*** Begin section ***
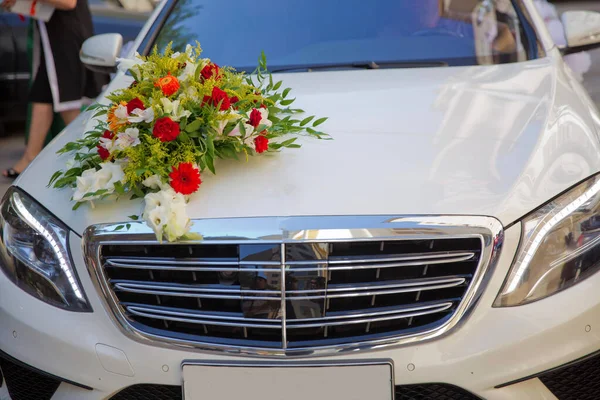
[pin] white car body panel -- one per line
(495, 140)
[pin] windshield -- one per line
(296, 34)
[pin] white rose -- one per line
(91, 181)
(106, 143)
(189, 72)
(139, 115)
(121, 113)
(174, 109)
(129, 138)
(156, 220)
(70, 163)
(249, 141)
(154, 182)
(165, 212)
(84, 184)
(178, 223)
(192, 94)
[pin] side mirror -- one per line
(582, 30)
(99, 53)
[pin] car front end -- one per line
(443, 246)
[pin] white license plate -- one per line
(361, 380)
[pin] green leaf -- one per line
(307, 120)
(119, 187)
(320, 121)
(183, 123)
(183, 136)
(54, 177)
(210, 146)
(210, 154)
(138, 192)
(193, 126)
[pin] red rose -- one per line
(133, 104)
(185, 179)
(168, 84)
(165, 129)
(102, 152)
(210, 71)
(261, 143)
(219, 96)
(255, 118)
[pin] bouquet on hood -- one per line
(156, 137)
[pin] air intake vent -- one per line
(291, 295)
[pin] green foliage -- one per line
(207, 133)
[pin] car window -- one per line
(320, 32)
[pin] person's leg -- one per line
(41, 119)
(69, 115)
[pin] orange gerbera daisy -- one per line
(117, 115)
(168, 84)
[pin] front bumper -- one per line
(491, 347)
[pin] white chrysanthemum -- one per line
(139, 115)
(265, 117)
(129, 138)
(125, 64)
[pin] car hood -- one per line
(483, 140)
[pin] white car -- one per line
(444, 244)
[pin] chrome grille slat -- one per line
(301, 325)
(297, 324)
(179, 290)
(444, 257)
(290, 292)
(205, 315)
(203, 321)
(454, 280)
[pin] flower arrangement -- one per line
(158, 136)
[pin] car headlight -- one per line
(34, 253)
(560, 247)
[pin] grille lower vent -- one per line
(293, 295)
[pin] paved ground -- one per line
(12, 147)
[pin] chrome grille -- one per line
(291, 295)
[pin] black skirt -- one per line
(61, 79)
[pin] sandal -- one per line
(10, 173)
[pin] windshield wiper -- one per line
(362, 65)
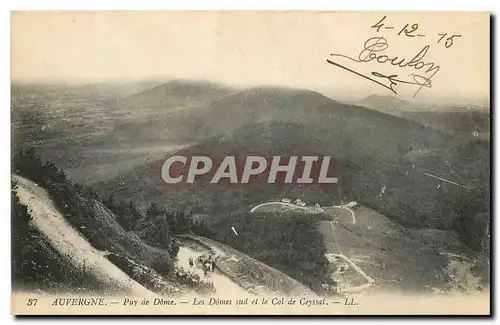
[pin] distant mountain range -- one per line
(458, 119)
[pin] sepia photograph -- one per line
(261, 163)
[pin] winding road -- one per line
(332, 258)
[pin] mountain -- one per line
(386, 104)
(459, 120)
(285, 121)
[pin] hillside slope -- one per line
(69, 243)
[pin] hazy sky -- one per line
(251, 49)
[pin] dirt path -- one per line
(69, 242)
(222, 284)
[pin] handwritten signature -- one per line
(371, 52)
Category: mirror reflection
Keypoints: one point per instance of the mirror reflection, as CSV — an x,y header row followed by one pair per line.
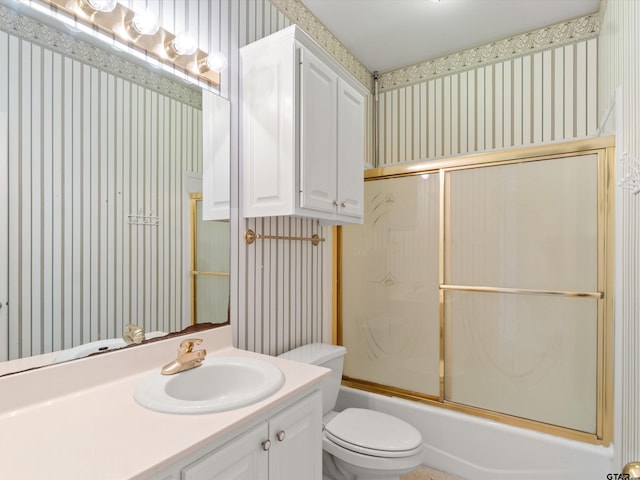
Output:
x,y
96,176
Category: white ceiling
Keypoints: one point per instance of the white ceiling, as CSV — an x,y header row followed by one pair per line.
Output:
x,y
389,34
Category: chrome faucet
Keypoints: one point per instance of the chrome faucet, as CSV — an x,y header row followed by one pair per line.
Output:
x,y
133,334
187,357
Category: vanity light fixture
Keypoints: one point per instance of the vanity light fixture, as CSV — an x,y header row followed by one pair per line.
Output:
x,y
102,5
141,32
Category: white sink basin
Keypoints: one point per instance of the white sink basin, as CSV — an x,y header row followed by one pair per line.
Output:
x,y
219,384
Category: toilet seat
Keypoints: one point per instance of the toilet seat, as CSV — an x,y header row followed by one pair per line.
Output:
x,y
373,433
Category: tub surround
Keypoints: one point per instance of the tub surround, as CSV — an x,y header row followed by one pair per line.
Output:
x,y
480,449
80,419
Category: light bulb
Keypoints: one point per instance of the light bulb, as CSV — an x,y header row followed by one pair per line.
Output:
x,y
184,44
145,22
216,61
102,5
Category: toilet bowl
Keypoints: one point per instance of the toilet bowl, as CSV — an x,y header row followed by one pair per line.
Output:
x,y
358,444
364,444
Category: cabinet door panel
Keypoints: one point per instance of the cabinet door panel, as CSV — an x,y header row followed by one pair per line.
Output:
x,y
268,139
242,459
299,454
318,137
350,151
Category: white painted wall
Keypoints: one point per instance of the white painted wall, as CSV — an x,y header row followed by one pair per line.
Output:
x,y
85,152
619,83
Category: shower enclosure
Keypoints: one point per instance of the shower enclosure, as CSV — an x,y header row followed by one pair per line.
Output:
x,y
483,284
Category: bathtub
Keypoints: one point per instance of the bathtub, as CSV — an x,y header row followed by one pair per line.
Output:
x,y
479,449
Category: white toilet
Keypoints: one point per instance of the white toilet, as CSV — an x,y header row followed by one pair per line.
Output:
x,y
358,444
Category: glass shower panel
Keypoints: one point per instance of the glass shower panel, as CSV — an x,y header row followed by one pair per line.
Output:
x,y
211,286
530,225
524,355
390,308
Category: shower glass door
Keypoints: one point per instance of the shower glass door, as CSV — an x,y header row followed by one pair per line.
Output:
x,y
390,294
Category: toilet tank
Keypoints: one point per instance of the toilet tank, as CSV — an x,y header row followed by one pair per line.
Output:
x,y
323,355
*** End section ***
*** Begin section ***
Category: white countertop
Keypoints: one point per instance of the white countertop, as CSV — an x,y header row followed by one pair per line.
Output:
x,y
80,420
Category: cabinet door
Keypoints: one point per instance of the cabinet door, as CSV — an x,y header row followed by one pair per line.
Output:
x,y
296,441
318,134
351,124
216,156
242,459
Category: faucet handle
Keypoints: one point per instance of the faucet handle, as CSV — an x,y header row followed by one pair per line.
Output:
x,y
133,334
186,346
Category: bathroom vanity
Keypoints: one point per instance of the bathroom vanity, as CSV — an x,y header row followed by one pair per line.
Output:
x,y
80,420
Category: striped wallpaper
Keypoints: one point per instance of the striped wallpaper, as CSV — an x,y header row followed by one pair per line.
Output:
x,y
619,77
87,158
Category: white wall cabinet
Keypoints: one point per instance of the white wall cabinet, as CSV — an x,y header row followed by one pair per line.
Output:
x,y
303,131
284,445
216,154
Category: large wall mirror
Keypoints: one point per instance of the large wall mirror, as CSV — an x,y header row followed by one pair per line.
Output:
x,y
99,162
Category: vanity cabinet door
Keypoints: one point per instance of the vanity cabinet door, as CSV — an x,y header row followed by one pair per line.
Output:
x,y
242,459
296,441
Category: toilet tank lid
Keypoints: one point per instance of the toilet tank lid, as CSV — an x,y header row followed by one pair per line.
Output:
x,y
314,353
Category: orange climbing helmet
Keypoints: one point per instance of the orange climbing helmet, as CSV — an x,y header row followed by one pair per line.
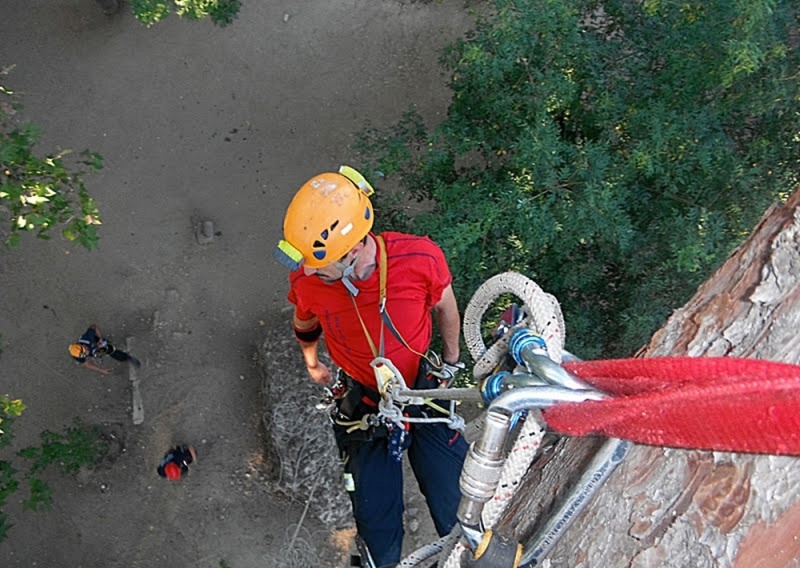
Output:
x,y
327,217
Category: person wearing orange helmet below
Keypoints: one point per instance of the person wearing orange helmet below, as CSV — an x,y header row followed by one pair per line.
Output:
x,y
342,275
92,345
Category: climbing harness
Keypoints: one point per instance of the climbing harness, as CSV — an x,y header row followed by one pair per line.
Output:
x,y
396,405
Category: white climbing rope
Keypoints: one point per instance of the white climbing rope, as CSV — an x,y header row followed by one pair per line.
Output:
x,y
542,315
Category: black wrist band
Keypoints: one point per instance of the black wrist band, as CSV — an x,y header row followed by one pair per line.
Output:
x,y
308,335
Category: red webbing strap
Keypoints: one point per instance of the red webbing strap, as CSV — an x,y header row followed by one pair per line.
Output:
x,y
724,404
*** End section ***
» Problem statement
With the string "ceiling" as the key, filter the data above and show the lines that match.

» Exercise output
Category: white ceiling
Keypoints: one point per instance of the white ceiling, as CSV — an x,y header row followed by one pair per line.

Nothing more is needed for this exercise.